Rows taken from a pointing dataset:
■ ■ ■ ■

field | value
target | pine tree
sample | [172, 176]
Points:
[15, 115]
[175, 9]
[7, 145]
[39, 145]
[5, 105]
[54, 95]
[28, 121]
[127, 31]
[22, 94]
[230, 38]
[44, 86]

■ ■ ■ ■

> [GOAL OF THE EXERCISE]
Set down every line of the records above again, word for word and without any changes.

> [FINISHED ANSWER]
field | value
target | pine tree
sample | [172, 176]
Points:
[15, 115]
[175, 9]
[7, 145]
[39, 145]
[5, 105]
[54, 95]
[28, 121]
[127, 31]
[22, 94]
[230, 38]
[44, 86]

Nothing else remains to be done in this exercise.